Work to do:
Can you return every one of the records below word for word, leaving the pictures out?

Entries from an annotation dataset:

○ ○ ○ ○

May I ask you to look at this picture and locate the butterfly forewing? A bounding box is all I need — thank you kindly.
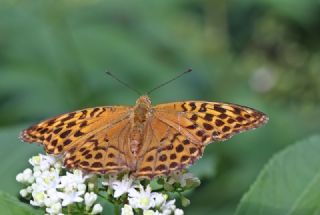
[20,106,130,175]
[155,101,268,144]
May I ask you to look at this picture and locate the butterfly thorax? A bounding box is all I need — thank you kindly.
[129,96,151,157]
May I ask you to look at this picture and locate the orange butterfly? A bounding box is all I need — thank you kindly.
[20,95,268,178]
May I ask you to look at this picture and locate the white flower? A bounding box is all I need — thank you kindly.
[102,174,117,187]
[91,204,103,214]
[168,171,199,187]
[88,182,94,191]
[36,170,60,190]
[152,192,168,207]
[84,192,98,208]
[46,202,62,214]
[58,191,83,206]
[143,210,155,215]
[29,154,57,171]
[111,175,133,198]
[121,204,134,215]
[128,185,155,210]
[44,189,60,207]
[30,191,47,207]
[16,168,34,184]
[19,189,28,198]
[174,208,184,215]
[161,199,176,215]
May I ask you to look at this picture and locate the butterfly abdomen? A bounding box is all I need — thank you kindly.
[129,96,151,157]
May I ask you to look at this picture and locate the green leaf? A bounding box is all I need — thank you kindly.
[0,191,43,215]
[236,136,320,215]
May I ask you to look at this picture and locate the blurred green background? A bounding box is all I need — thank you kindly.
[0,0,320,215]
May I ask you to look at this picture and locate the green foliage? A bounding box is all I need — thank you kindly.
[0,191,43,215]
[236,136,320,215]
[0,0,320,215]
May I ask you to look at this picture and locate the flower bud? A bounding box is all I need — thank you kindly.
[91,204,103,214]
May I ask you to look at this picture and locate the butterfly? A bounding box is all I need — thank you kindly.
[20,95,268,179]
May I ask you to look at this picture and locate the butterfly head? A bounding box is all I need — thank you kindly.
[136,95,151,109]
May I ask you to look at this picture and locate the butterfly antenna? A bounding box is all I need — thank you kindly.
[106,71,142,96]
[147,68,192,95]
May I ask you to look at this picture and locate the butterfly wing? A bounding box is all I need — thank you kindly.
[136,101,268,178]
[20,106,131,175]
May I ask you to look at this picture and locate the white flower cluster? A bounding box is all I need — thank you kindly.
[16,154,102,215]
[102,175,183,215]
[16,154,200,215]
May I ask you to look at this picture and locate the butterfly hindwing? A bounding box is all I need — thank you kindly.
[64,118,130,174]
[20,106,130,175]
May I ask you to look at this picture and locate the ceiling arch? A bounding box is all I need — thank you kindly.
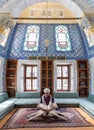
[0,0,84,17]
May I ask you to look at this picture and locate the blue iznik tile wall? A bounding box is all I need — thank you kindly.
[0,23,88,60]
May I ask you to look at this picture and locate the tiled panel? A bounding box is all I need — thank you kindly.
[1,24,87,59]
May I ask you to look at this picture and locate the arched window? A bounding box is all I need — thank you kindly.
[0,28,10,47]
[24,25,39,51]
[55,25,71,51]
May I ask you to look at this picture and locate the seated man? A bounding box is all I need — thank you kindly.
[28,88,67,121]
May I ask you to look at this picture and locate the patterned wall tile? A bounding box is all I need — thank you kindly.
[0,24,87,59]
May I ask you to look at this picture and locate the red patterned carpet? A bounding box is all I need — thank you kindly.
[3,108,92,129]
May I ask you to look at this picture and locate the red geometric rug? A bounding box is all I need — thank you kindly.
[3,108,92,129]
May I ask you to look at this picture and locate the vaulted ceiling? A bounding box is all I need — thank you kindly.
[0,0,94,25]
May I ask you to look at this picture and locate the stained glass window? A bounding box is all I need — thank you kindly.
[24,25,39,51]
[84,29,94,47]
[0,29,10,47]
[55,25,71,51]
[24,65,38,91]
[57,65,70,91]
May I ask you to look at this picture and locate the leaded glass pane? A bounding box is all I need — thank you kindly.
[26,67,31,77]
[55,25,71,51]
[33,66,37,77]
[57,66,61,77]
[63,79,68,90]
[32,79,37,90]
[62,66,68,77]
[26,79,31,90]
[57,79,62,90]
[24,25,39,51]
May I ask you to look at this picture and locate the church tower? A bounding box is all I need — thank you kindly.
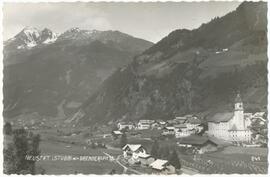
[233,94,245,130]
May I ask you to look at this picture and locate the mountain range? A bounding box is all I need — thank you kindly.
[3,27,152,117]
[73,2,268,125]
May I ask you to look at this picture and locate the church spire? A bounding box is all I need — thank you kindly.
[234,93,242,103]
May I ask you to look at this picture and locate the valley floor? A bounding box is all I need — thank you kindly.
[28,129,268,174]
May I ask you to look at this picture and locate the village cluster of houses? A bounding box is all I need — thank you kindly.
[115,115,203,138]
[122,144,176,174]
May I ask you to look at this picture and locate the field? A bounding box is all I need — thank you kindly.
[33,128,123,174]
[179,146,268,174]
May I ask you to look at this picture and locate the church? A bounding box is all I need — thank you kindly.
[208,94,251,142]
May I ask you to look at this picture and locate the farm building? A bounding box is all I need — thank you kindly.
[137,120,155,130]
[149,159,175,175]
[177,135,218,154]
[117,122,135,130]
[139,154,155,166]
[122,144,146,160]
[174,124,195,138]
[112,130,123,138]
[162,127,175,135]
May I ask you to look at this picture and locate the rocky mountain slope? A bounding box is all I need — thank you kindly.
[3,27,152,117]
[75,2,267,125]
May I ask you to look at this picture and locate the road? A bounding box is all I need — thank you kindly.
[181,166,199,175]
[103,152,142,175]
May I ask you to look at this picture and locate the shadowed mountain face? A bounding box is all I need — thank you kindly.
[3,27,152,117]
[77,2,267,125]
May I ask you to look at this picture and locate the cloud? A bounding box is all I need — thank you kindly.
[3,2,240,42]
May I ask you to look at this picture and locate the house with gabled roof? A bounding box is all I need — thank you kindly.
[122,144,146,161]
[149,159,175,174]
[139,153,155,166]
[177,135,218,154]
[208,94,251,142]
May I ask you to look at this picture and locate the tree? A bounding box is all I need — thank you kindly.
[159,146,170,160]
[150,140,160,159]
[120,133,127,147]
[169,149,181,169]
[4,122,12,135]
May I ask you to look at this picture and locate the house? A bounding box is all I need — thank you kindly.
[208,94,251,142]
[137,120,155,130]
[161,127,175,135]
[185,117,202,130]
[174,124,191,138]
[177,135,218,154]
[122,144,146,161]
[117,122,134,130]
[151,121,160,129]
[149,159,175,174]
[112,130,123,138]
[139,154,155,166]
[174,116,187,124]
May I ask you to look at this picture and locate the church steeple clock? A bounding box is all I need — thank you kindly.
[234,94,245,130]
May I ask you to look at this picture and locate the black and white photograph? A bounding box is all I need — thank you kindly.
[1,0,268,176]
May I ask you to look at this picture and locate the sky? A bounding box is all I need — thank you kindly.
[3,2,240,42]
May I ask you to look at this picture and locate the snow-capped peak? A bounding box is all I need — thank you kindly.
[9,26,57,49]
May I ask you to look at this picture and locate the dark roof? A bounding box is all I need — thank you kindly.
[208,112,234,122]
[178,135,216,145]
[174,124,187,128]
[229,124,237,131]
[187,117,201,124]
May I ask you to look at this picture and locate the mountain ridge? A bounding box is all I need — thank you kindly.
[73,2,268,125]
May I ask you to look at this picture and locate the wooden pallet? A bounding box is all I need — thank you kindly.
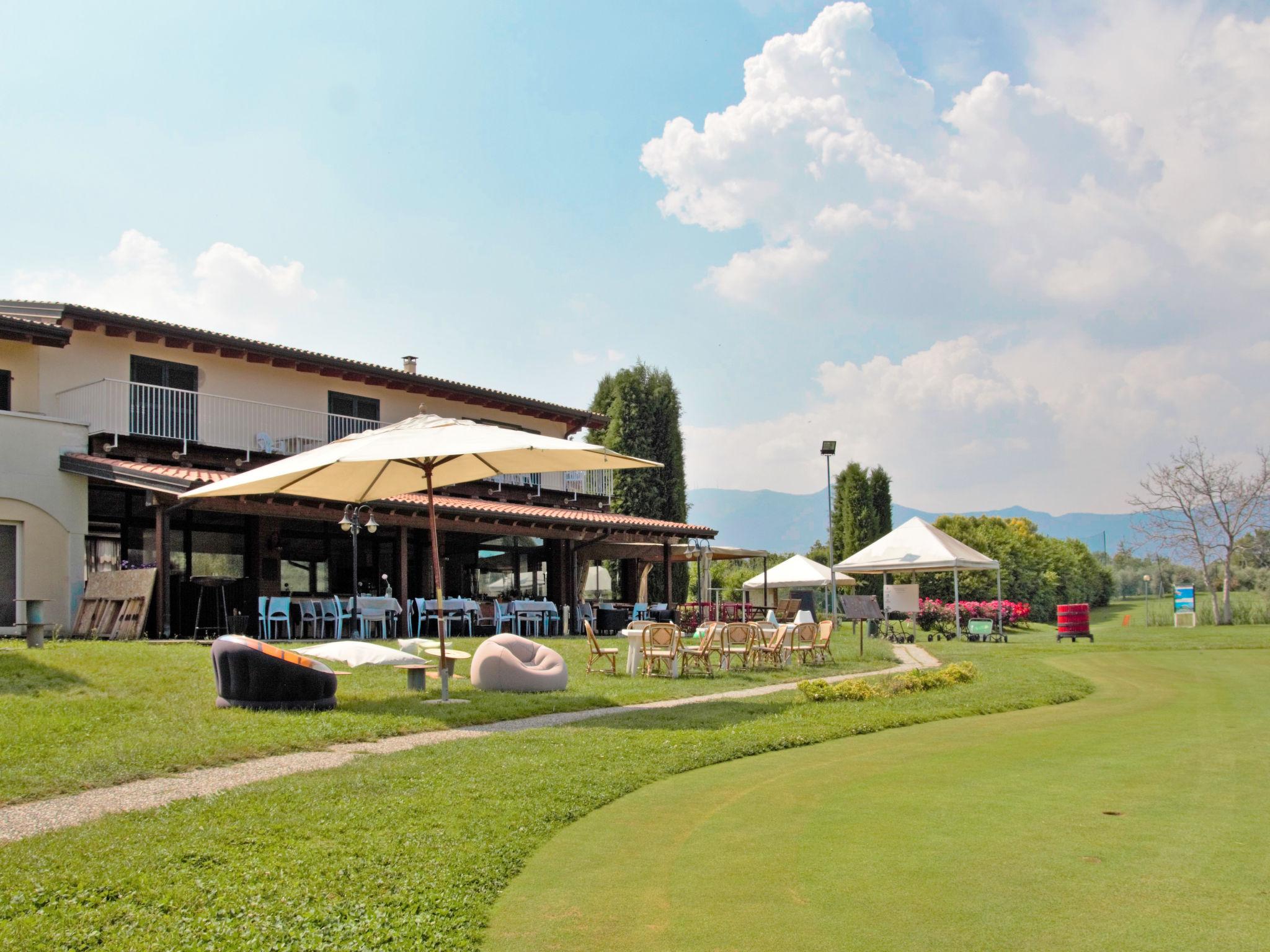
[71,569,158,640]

○ ○ ○ ○

Finished task:
May I ask you to look at this picture and locate the butterfly forewing? A bounding box is all I need — thank you kindly.
[20,106,130,175]
[155,101,268,144]
May I ask you to look at this picture and locate the butterfly thorax? A bounding box is all I need — thank you kindly.
[129,96,151,157]
May I ask you to look at this picture and locate the orange butterfly? A bounding box is all I need — thank you kindly.
[20,95,268,178]
May I ask you to look at this picture and locate the white flower? A bounding box is all I need — thank you kindly.
[102,174,117,187]
[91,204,103,214]
[168,171,199,187]
[88,182,94,191]
[36,170,60,190]
[152,192,168,207]
[84,192,98,208]
[46,202,62,214]
[58,191,83,206]
[143,210,155,215]
[29,154,57,171]
[111,175,133,198]
[121,204,134,215]
[128,185,155,210]
[44,189,60,207]
[30,191,47,207]
[16,168,34,184]
[19,189,28,198]
[174,208,184,215]
[161,199,176,215]
May I ask you to look at this picture and locate the butterfly abdomen? A bounding box is all I need — thank you kindly.
[129,96,151,157]
May I ask you to look at this picture and locate the green leaf? A bounding box is all I need — thank you kindly.
[0,191,43,215]
[236,136,320,215]
May I ask you to look at this picture and locate the blurred green background? A bounding box is all I need — thank you kindly.
[0,0,320,215]
May I ask you to look at this picture and locate the green foliage? A bounding box is all I need — thank you kindly.
[0,191,43,215]
[236,136,320,215]
[0,0,320,215]
May I ask you to look at this picture and locate the flower bud? A bounding box is all I need — thank you kindly.
[91,204,103,214]
May I ask you to look at this picture and locate the butterfly? A bounding box is all I need — thank you kindly.
[20,95,268,179]
May I ask you to look at this picture and locate the butterfly head? A bounding box is all I need — thank you kindly.
[136,95,151,109]
May I ask you to look at this picture and locate the butterfly antenna? A bounding box is all I need — thank you kindly.
[106,71,142,96]
[147,68,192,95]
May I ask you to look at this picture and locate the butterfly wing? A bounding box is all I need — thank you kindly.
[136,101,268,178]
[20,106,131,175]
May I ask you to look at this picture and locate the white flower cluster? A bounding box is all I need — thank you kindly.
[16,154,102,215]
[102,175,183,215]
[16,154,200,215]
May I ask you to look at this picture and locate the butterfly hindwing? A bounding box is all I need — thank you kindly.
[64,118,130,174]
[20,106,130,175]
May I ask you to look at this picture and locate the ceiling arch? A bounding box is all I need — thank you kindly.
[0,0,84,17]
May I ask you to look at this picture and locate the blue iznik tile wall? A bounding box is all I need — thank you kindly.
[0,23,88,60]
May I ask you to look at this picture and locate the tiled panel? A bounding box is all I need — thank you kindly.
[1,24,87,59]
May I ask you to look at this picture and locate the arched window? A bounding box is all I need — thank you kindly.
[0,28,10,47]
[24,25,39,51]
[55,25,71,51]
May I ask you to look at this picture and locate the seated man? A bounding box is all I need — thank you kindly.
[28,88,67,121]
May I ask you to look at this picture and locate the patterned wall tile? A bounding box is all I need — thank you kindly.
[0,24,87,59]
May I ask you to look at this picture and locate the red patterned carpet? A bounding box is all I need — thank you kindly.
[3,108,92,129]
May I ask you to look at this picture and locate the red geometric rug? A bounding box is all I need — thank you kindly.
[3,108,92,129]
May I ask you to look at this picture and locate the vaulted ceiling? A bounding box is all I need — thank you kindly.
[0,0,94,25]
May I ask you to look at this picture and locate the stained glass window? A bounding box is all I need — thank you kindly.
[24,25,39,51]
[84,29,94,47]
[0,29,10,47]
[55,25,71,51]
[24,65,38,91]
[57,65,70,91]
May I ask you to look at this picture and locate the leaded glass pane? A bounding box is all I need — thank you kindly.
[26,67,31,77]
[55,25,71,51]
[33,66,37,77]
[57,66,61,77]
[63,79,68,90]
[32,79,37,90]
[62,66,68,77]
[26,79,31,90]
[57,79,62,90]
[24,25,39,51]
May I ask you to look at this picture and locate the church tower? A bounding box is all I need — thank you kindly.
[233,94,245,130]
May I ask you to look at this picture and locate the mountain range? A bounding box is all I need — thank you kindly.
[3,27,152,117]
[73,2,268,125]
May I ask you to look at this picture and locate the church spire? A bounding box is all I need — thank you kindly.
[234,93,242,103]
May I ask you to look at this picture and locate the valley floor? A bounding box is all I need — thank you kindly.
[28,129,268,174]
May I ask you to look at this picture and locate the village cluster of houses? A bounding box is all I need — thank you kindly.
[115,115,203,138]
[122,144,176,174]
May I ask you to look at this picture and locate the field? A bounding box is all I need — thank you kindly.
[33,128,123,174]
[179,146,268,174]
May I ask you to look at this picture and locate the church? A bounding box is all I need — thank you kindly.
[208,94,251,142]
May I ask you to look at this picture and locate the farm building? A bounding box is all I need — thank you kindly.
[137,120,155,130]
[149,159,175,175]
[177,135,218,154]
[117,122,135,130]
[139,154,155,166]
[122,144,146,160]
[174,124,195,138]
[112,130,123,138]
[162,127,175,135]
May I ask you to look at this picture and locate the rocky mountain slope? A bounding box is all I need — thank you kindly.
[3,27,152,117]
[75,2,267,125]
May I ask you to look at this picture and locate the road? A bounding box is all I need — thank you kindly.
[181,166,199,175]
[103,152,142,175]
May I ask you to look at this picture and locate the shadowed mountain face? A bounding box is all I need — thank you kindly.
[3,27,152,117]
[77,2,267,125]
May I ask you to look at this picture and locate the cloud? A bounding box is all I need — thank you kindly.
[3,2,240,42]
May I ask you to look at this picture and locate the house with gabled roof? A bounding box is all I need — thank you kindly.
[122,144,146,161]
[149,159,175,174]
[139,153,155,166]
[177,135,218,154]
[208,94,251,142]
May I ask you to look at this picture and locate the tree? A bounding box is all I need — thank you kindly.
[159,146,170,160]
[150,140,160,159]
[120,133,127,147]
[169,149,181,169]
[4,122,12,135]
May I ask you to look at this picture and locate the house? A bounding box is all I need — thank you kindly.
[208,94,251,142]
[137,120,155,130]
[161,127,175,135]
[185,117,202,130]
[174,124,191,138]
[177,135,218,154]
[122,144,146,161]
[117,122,134,130]
[151,121,160,129]
[149,159,175,174]
[112,130,123,138]
[139,154,155,166]
[174,116,187,124]
May I ask you to look at this picture and locate the church steeple clock? A bounding box is all I need — thank you kindly.
[234,94,245,130]
May I ask you to look at this picture and locate the black and white photograph? A bounding box is all I need — thank you kindly.
[1,0,268,176]
May I ask you to look at this picture and locate the sky? A bounding box is all I need — thank you kindly.
[3,2,240,42]
May I ask you to look at this picture and locate the snow-capped peak? A bounding box is all I need — thank you kindly.
[9,26,57,49]
May I ask you to look at this picture and locate the dark roof? A bounding box is all I need — thank you kindly.
[208,112,234,122]
[178,135,216,145]
[174,124,187,128]
[229,124,237,131]
[187,117,201,124]
May I ask you to look at this picture and locate the mountain ridge? A bounding box is all I need — thank you kindly.
[73,2,268,125]
May I ask you to look at this picture and locate the wooden pallet? A bounding box is all I need — thank you kindly.
[71,569,158,640]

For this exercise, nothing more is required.